## THE TASK
Restate the entries below verbatim.

## RECORDS SHOWN

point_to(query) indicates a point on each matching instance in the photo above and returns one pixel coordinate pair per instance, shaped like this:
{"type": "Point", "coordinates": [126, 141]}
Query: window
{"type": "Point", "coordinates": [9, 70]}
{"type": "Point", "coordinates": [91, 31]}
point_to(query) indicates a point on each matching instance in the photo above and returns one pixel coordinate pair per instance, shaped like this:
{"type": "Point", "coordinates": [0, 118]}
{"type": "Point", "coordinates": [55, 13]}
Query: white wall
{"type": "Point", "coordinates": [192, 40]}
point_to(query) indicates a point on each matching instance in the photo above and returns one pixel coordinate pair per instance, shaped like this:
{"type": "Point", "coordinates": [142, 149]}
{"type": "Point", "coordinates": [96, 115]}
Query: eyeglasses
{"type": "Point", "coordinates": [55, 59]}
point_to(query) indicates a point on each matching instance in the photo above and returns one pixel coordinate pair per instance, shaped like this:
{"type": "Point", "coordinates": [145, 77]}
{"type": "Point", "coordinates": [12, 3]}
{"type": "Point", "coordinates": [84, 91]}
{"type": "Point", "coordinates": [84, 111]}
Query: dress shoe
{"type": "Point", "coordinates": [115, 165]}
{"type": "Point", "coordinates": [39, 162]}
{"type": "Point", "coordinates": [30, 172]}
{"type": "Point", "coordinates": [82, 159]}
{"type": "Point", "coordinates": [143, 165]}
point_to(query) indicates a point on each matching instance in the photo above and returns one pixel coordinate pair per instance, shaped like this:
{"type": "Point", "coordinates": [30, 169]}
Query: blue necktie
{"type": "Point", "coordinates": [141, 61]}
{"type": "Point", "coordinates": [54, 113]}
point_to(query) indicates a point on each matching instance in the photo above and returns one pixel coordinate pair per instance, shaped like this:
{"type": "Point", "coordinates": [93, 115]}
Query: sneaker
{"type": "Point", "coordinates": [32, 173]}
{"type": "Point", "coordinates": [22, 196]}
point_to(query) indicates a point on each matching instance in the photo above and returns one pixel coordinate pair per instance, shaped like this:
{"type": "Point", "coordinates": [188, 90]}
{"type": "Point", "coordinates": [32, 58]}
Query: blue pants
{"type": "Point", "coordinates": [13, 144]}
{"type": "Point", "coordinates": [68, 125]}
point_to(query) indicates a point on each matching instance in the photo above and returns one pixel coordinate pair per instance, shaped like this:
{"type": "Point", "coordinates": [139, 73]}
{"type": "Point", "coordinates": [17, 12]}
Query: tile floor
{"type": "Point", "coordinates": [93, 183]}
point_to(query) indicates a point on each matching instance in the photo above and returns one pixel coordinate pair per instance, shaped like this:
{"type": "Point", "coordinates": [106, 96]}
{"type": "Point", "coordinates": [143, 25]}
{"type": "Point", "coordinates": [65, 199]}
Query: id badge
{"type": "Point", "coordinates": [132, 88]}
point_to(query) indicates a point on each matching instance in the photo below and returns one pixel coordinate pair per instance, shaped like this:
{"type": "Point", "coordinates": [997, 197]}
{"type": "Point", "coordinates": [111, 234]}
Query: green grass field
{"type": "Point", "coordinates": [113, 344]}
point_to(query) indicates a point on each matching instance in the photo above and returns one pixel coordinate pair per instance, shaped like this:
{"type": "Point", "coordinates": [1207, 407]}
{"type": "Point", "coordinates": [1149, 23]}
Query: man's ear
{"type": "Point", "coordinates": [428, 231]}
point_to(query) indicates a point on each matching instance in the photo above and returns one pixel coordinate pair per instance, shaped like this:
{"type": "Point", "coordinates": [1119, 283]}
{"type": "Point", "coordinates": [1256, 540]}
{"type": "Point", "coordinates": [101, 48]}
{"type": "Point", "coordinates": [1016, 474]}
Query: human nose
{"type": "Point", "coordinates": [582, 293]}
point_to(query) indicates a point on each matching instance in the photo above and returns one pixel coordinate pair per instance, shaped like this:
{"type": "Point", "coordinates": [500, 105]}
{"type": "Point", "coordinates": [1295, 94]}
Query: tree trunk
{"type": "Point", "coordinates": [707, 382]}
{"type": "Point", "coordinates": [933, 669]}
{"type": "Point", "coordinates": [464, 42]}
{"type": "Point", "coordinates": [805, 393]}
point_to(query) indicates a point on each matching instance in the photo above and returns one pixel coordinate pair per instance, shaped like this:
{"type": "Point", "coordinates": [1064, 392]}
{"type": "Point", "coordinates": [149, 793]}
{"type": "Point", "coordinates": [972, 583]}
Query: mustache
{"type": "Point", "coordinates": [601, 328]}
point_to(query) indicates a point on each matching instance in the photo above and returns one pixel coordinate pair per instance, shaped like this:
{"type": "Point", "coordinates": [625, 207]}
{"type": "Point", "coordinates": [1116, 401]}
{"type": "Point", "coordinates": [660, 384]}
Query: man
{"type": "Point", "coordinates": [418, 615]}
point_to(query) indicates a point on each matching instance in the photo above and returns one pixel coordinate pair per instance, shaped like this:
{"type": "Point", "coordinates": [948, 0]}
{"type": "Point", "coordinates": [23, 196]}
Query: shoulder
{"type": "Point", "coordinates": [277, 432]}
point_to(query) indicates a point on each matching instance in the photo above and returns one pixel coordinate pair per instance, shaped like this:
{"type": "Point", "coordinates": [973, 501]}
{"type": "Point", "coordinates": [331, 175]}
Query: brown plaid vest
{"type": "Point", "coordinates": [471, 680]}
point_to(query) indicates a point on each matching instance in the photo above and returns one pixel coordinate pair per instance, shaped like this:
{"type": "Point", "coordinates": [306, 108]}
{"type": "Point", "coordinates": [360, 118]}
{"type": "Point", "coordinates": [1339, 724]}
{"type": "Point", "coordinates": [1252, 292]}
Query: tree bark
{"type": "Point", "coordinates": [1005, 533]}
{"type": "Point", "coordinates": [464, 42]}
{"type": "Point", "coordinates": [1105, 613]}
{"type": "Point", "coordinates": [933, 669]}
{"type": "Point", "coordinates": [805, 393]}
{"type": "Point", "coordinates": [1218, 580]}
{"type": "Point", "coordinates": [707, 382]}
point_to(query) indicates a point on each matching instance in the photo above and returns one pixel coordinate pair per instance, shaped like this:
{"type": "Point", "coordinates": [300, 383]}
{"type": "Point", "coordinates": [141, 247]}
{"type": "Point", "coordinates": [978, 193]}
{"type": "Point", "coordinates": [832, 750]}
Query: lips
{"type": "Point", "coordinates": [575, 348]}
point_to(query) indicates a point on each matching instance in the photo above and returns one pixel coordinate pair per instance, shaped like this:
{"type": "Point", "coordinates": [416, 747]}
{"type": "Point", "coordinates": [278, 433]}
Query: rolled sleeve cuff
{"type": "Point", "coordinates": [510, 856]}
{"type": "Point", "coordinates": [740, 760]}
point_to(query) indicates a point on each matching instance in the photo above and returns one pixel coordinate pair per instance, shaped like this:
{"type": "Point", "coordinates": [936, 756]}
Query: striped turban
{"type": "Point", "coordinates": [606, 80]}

## EXPECTED OUTPUT
point_to(query) indicates a point on each matching instance in the photo above and returns one pixel coordinate pair per instance, shaped like this:
{"type": "Point", "coordinates": [126, 141]}
Query: window
{"type": "Point", "coordinates": [9, 70]}
{"type": "Point", "coordinates": [91, 31]}
point_to(query) indicates a point on each matching instance in the photo above and returns one pixel coordinate pair per instance, shaped like this:
{"type": "Point", "coordinates": [0, 118]}
{"type": "Point", "coordinates": [55, 13]}
Query: white wall
{"type": "Point", "coordinates": [192, 40]}
point_to(query) indicates a point on each matching instance in the photo above and returns one pixel coordinate pair per instance, shaped like this:
{"type": "Point", "coordinates": [142, 149]}
{"type": "Point", "coordinates": [96, 115]}
Query: eyeglasses
{"type": "Point", "coordinates": [55, 59]}
point_to(query) indicates a point on each matching instance in the photo above and returns one pixel coordinate pair per instance, shaped like this:
{"type": "Point", "coordinates": [145, 77]}
{"type": "Point", "coordinates": [12, 3]}
{"type": "Point", "coordinates": [84, 91]}
{"type": "Point", "coordinates": [84, 111]}
Query: dress shoe
{"type": "Point", "coordinates": [115, 165]}
{"type": "Point", "coordinates": [39, 162]}
{"type": "Point", "coordinates": [30, 172]}
{"type": "Point", "coordinates": [82, 159]}
{"type": "Point", "coordinates": [143, 165]}
point_to(query) indicates a point on each matching instance in the photo above and returns one pixel coordinate pair per instance, shaped like this:
{"type": "Point", "coordinates": [30, 169]}
Query: blue necktie
{"type": "Point", "coordinates": [141, 61]}
{"type": "Point", "coordinates": [54, 113]}
point_to(query) indicates a point on each matching instance in the photo above and returns one pixel coordinate pair per instance, shaped like this:
{"type": "Point", "coordinates": [93, 115]}
Query: sneaker
{"type": "Point", "coordinates": [32, 173]}
{"type": "Point", "coordinates": [22, 196]}
point_to(query) indicates a point on each matching instance in the photo above and returns one pixel coordinate pair per instance, shaped like this:
{"type": "Point", "coordinates": [188, 90]}
{"type": "Point", "coordinates": [32, 58]}
Query: blue pants
{"type": "Point", "coordinates": [13, 144]}
{"type": "Point", "coordinates": [68, 125]}
point_to(query) indicates a point on each matching instance in the photo above and returns one pixel coordinate pair per instance, shaped like this:
{"type": "Point", "coordinates": [139, 73]}
{"type": "Point", "coordinates": [17, 12]}
Query: tile floor
{"type": "Point", "coordinates": [93, 183]}
point_to(query) indicates a point on each matching instance in the photo above and returns one pixel coordinate pair per instance, shaped like this:
{"type": "Point", "coordinates": [106, 96]}
{"type": "Point", "coordinates": [143, 25]}
{"type": "Point", "coordinates": [65, 199]}
Query: id badge
{"type": "Point", "coordinates": [132, 88]}
point_to(query) indicates a point on each matching instance in the photo below and returns one pixel coordinate pair per instance, shaped like this:
{"type": "Point", "coordinates": [997, 197]}
{"type": "Point", "coordinates": [111, 234]}
Query: green grass field
{"type": "Point", "coordinates": [113, 344]}
point_to(query) indicates a point on each matching instance in the photo above and returns one pixel coordinate pair per instance, shaped like this:
{"type": "Point", "coordinates": [1207, 407]}
{"type": "Point", "coordinates": [1149, 23]}
Query: man's ear
{"type": "Point", "coordinates": [428, 231]}
point_to(query) indicates a point on each matching instance in the photo above and returns one pixel coordinate pair per instance, shaped like this:
{"type": "Point", "coordinates": [1119, 283]}
{"type": "Point", "coordinates": [1256, 540]}
{"type": "Point", "coordinates": [101, 48]}
{"type": "Point", "coordinates": [1016, 474]}
Query: human nose
{"type": "Point", "coordinates": [582, 293]}
point_to(query) indicates a point on each matching instance in the photo above and returns one pixel coordinate pair per instance, shaped like this:
{"type": "Point", "coordinates": [500, 105]}
{"type": "Point", "coordinates": [1295, 94]}
Query: tree trunk
{"type": "Point", "coordinates": [707, 382]}
{"type": "Point", "coordinates": [933, 669]}
{"type": "Point", "coordinates": [464, 42]}
{"type": "Point", "coordinates": [805, 393]}
point_to(query) indicates a point on each matching instance in the photo above and returns one pixel coordinate pair per instance, shaped like this:
{"type": "Point", "coordinates": [1064, 392]}
{"type": "Point", "coordinates": [149, 793]}
{"type": "Point", "coordinates": [972, 583]}
Query: mustache
{"type": "Point", "coordinates": [601, 328]}
point_to(query) indicates a point on each matching instance in the photo above and returns one pixel coordinate pair per instance, shaped like this:
{"type": "Point", "coordinates": [625, 207]}
{"type": "Point", "coordinates": [1116, 401]}
{"type": "Point", "coordinates": [660, 384]}
Query: man
{"type": "Point", "coordinates": [418, 615]}
point_to(query) indicates a point on each matching instance in the photo above and returns one pixel coordinate pair per instance, shaped like this:
{"type": "Point", "coordinates": [948, 0]}
{"type": "Point", "coordinates": [23, 196]}
Query: shoulder
{"type": "Point", "coordinates": [277, 432]}
point_to(query) indicates a point on each matching instance in the photo above and returns one pixel coordinate pair per instance, shaped like this:
{"type": "Point", "coordinates": [973, 501]}
{"type": "Point", "coordinates": [331, 175]}
Query: brown plaid vest
{"type": "Point", "coordinates": [471, 680]}
point_to(query) indicates a point on each matching instance in the photo above and returns one pixel coordinate pair per instance, shaped like this:
{"type": "Point", "coordinates": [306, 108]}
{"type": "Point", "coordinates": [360, 118]}
{"type": "Point", "coordinates": [1339, 724]}
{"type": "Point", "coordinates": [1252, 292]}
Query: tree bark
{"type": "Point", "coordinates": [1005, 533]}
{"type": "Point", "coordinates": [464, 42]}
{"type": "Point", "coordinates": [1105, 613]}
{"type": "Point", "coordinates": [933, 669]}
{"type": "Point", "coordinates": [805, 393]}
{"type": "Point", "coordinates": [1218, 580]}
{"type": "Point", "coordinates": [707, 382]}
point_to(query) indicates a point on each matching instance in the photo above and returns one pixel coordinate pair per instance, shaped like this:
{"type": "Point", "coordinates": [300, 383]}
{"type": "Point", "coordinates": [141, 247]}
{"type": "Point", "coordinates": [978, 193]}
{"type": "Point", "coordinates": [832, 750]}
Query: lips
{"type": "Point", "coordinates": [575, 348]}
point_to(query) indicates a point on each matching instance in the photo above and returns one pixel coordinate pair per instance, shaped like this:
{"type": "Point", "coordinates": [416, 747]}
{"type": "Point", "coordinates": [278, 433]}
Query: rolled sleeve cuff
{"type": "Point", "coordinates": [510, 856]}
{"type": "Point", "coordinates": [740, 760]}
point_to(query) indicates a point on each matching instance in the photo above and returns one pixel coordinate pair per instance, shaped like this:
{"type": "Point", "coordinates": [936, 756]}
Query: striped turban
{"type": "Point", "coordinates": [606, 80]}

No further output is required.